#### WHAT YOU NEED TO DO
Copy the following records line for line, without altering anything in them.

#### EXERCISE DATA
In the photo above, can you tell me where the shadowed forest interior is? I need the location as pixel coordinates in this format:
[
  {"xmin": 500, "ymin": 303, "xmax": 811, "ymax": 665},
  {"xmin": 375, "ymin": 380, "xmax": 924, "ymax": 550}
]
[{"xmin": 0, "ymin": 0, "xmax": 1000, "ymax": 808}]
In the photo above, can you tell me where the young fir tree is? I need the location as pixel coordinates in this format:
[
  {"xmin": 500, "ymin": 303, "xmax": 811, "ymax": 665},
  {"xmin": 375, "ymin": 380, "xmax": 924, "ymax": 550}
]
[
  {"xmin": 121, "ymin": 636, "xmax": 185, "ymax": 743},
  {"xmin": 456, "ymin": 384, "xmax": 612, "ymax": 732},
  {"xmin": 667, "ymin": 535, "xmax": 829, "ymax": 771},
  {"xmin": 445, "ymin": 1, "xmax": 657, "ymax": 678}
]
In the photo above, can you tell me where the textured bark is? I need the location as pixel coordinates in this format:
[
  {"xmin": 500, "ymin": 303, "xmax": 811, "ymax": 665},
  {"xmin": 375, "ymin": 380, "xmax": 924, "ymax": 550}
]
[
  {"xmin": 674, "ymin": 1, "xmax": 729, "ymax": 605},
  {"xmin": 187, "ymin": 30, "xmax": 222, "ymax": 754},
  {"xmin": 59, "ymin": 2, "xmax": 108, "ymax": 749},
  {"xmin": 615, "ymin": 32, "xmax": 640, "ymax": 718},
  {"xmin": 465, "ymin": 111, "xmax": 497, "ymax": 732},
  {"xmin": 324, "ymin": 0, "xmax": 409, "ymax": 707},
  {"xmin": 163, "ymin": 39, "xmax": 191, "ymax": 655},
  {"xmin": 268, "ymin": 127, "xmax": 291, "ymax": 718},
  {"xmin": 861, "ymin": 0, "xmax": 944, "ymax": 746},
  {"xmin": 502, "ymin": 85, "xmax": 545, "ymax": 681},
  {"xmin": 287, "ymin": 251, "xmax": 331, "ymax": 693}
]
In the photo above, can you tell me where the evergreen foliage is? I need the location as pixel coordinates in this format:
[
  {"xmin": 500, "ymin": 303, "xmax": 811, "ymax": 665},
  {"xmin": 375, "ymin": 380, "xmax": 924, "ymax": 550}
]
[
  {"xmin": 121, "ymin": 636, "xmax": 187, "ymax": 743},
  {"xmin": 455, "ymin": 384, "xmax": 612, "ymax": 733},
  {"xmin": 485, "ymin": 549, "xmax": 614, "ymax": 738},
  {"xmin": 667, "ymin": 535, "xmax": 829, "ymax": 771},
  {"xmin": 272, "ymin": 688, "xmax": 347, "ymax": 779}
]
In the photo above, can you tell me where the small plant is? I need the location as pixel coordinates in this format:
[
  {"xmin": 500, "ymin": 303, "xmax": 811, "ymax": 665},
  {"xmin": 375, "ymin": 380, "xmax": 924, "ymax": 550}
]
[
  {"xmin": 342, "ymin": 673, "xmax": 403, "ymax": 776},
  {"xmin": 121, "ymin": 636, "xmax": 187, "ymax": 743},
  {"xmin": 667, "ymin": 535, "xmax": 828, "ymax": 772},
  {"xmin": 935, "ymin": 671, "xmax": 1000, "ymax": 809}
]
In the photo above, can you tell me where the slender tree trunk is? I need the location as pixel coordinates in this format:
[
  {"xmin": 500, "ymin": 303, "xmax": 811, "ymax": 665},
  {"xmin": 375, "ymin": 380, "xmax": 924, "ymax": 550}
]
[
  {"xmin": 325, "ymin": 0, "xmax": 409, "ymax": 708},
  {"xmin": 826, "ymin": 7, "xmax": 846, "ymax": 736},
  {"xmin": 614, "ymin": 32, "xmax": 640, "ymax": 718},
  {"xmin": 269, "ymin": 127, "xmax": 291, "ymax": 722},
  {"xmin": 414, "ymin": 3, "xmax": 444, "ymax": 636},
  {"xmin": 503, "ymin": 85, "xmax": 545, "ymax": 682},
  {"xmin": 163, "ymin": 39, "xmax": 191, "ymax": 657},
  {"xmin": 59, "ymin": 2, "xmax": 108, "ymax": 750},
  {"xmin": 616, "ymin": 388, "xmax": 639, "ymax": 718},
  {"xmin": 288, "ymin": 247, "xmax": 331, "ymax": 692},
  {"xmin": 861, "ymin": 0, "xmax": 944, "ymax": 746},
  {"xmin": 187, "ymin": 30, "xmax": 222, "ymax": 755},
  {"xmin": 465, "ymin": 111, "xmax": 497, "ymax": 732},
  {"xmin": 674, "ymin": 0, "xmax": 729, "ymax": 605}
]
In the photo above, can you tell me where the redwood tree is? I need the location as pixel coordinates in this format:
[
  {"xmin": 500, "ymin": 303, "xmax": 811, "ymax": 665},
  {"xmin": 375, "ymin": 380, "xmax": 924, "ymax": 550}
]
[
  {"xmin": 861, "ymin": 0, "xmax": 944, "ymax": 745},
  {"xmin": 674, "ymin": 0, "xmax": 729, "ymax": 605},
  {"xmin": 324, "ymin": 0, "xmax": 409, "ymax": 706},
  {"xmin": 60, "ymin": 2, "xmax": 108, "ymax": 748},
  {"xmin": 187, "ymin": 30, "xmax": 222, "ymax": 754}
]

#### COMPLETED EXERCISE
In the photo above, can you tell me where the shadowed forest interior is? I need the location as pixel coordinates in this format:
[
  {"xmin": 500, "ymin": 303, "xmax": 811, "ymax": 665},
  {"xmin": 375, "ymin": 380, "xmax": 924, "ymax": 550}
]
[{"xmin": 0, "ymin": 0, "xmax": 1000, "ymax": 808}]
In the photo above, can you tell me where the young fir tree is? I need the location as pixel coordinates in this format:
[
  {"xmin": 500, "ymin": 303, "xmax": 811, "ymax": 665},
  {"xmin": 375, "ymin": 380, "xmax": 924, "ymax": 550}
]
[
  {"xmin": 121, "ymin": 636, "xmax": 185, "ymax": 743},
  {"xmin": 456, "ymin": 384, "xmax": 612, "ymax": 732},
  {"xmin": 667, "ymin": 535, "xmax": 829, "ymax": 771},
  {"xmin": 445, "ymin": 1, "xmax": 657, "ymax": 678}
]
In the photo above, can you tell me where the textured bark is? I need the location as pixel coordinates in this format:
[
  {"xmin": 500, "ymin": 303, "xmax": 811, "ymax": 665},
  {"xmin": 375, "ymin": 380, "xmax": 924, "ymax": 550}
]
[
  {"xmin": 674, "ymin": 1, "xmax": 729, "ymax": 605},
  {"xmin": 187, "ymin": 30, "xmax": 222, "ymax": 754},
  {"xmin": 59, "ymin": 2, "xmax": 108, "ymax": 749},
  {"xmin": 615, "ymin": 32, "xmax": 640, "ymax": 718},
  {"xmin": 465, "ymin": 111, "xmax": 497, "ymax": 732},
  {"xmin": 324, "ymin": 0, "xmax": 409, "ymax": 707},
  {"xmin": 163, "ymin": 39, "xmax": 191, "ymax": 655},
  {"xmin": 268, "ymin": 127, "xmax": 291, "ymax": 718},
  {"xmin": 861, "ymin": 0, "xmax": 944, "ymax": 746},
  {"xmin": 502, "ymin": 85, "xmax": 545, "ymax": 681},
  {"xmin": 287, "ymin": 251, "xmax": 331, "ymax": 693}
]
In the photo above, can you tell me where the evergreen foliage is? I need the location as pixel coordinates in this format:
[
  {"xmin": 500, "ymin": 303, "xmax": 811, "ymax": 665},
  {"xmin": 375, "ymin": 380, "xmax": 924, "ymax": 550}
]
[
  {"xmin": 121, "ymin": 636, "xmax": 187, "ymax": 743},
  {"xmin": 455, "ymin": 384, "xmax": 612, "ymax": 733},
  {"xmin": 485, "ymin": 549, "xmax": 614, "ymax": 738},
  {"xmin": 667, "ymin": 535, "xmax": 829, "ymax": 771},
  {"xmin": 272, "ymin": 688, "xmax": 347, "ymax": 779}
]
In the photo above, can you tell me where the small plant is? I need the location as pixel coordinates in this format:
[
  {"xmin": 500, "ymin": 303, "xmax": 811, "ymax": 665},
  {"xmin": 375, "ymin": 380, "xmax": 924, "ymax": 550}
]
[
  {"xmin": 342, "ymin": 673, "xmax": 403, "ymax": 776},
  {"xmin": 121, "ymin": 636, "xmax": 187, "ymax": 743},
  {"xmin": 667, "ymin": 535, "xmax": 828, "ymax": 772},
  {"xmin": 935, "ymin": 671, "xmax": 1000, "ymax": 809}
]
In the photo above, can you tell me where the slender tree trunk is? I need the location as pixel coordinates in this format:
[
  {"xmin": 500, "ymin": 303, "xmax": 811, "ymax": 665},
  {"xmin": 375, "ymin": 380, "xmax": 924, "ymax": 550}
]
[
  {"xmin": 325, "ymin": 0, "xmax": 409, "ymax": 708},
  {"xmin": 826, "ymin": 7, "xmax": 846, "ymax": 736},
  {"xmin": 614, "ymin": 32, "xmax": 640, "ymax": 718},
  {"xmin": 269, "ymin": 127, "xmax": 291, "ymax": 722},
  {"xmin": 414, "ymin": 3, "xmax": 444, "ymax": 636},
  {"xmin": 503, "ymin": 85, "xmax": 545, "ymax": 682},
  {"xmin": 163, "ymin": 39, "xmax": 191, "ymax": 657},
  {"xmin": 59, "ymin": 2, "xmax": 108, "ymax": 750},
  {"xmin": 616, "ymin": 388, "xmax": 639, "ymax": 718},
  {"xmin": 288, "ymin": 247, "xmax": 331, "ymax": 692},
  {"xmin": 861, "ymin": 0, "xmax": 944, "ymax": 746},
  {"xmin": 187, "ymin": 30, "xmax": 222, "ymax": 755},
  {"xmin": 465, "ymin": 111, "xmax": 497, "ymax": 732},
  {"xmin": 674, "ymin": 0, "xmax": 729, "ymax": 605}
]
In the photo above, can you tell me where the redwood tree is? I need the location as pixel coordinates in this format:
[
  {"xmin": 500, "ymin": 303, "xmax": 811, "ymax": 665},
  {"xmin": 375, "ymin": 380, "xmax": 924, "ymax": 550}
]
[
  {"xmin": 861, "ymin": 0, "xmax": 944, "ymax": 745},
  {"xmin": 674, "ymin": 0, "xmax": 729, "ymax": 605},
  {"xmin": 324, "ymin": 0, "xmax": 409, "ymax": 706},
  {"xmin": 60, "ymin": 2, "xmax": 108, "ymax": 748},
  {"xmin": 187, "ymin": 30, "xmax": 222, "ymax": 754}
]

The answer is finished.